• [Entries]
◆ ◆ ◆
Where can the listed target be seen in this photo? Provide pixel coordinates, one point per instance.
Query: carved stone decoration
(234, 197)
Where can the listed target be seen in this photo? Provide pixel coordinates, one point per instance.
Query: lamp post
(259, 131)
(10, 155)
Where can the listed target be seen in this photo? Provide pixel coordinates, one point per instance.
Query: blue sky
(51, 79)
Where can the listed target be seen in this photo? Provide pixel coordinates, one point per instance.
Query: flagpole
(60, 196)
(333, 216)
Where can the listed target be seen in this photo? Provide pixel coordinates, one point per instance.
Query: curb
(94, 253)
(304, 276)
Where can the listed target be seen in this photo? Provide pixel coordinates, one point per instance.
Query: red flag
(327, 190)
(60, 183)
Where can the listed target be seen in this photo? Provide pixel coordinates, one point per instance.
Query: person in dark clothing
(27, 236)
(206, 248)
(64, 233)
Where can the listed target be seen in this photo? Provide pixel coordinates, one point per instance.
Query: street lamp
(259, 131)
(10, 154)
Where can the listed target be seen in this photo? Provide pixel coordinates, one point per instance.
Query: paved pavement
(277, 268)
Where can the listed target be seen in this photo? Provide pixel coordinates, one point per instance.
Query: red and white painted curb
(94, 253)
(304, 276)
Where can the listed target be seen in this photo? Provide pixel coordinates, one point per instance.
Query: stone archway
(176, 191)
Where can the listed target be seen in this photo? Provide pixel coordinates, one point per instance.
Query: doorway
◆ ◆ ◆
• [Do this] Copy every line above word for word.

• [Answer]
Where can the listed target be seen in this photo? Provide pixel coordinates, one point per instance.
Query: carved stone decoration
(234, 197)
Where can the listed target be seen in this photo? Provide pixel coordinates, one point per instance.
Query: lamp post
(259, 131)
(10, 155)
Where can the listed target be seen in this photo? Provide pixel coordinates, one point per instance.
Query: blue sky
(51, 79)
Where can the listed target be seen in this photo? Provide pixel coordinates, one point per instance.
Query: flagpole
(60, 196)
(333, 216)
Where can the listed target be seen in this photo? Provide pixel coordinates, one point per instance.
Query: curb
(94, 253)
(304, 276)
Where can the listed target be seen in this photo? Provide pixel coordinates, one point per instance.
Query: red flag
(327, 190)
(60, 183)
Where can the listed target be seen in this photo? Provide pixel coordinates, one point per instance.
Query: person in dark clothing
(27, 236)
(206, 248)
(64, 233)
Where can the listed target be seen in this photo? Provide pixel coordinates, one point per instance.
Query: street lamp
(259, 131)
(10, 154)
Where can the listed target be seen in this photo? Provide pixel coordinates, one point per instance.
Query: paved pavement
(277, 268)
Where can the listed target be seen in this photo? Provide pixel coordinates, one point per instance.
Query: red and white painted curb
(94, 253)
(304, 276)
Where can the listed target be seen in this photo? Provide pixel coordinates, one point per instance.
Query: stone archway
(176, 191)
Where can the listed target be seen in this photo? Provide pixel coordinates, one point per instance.
Query: doorway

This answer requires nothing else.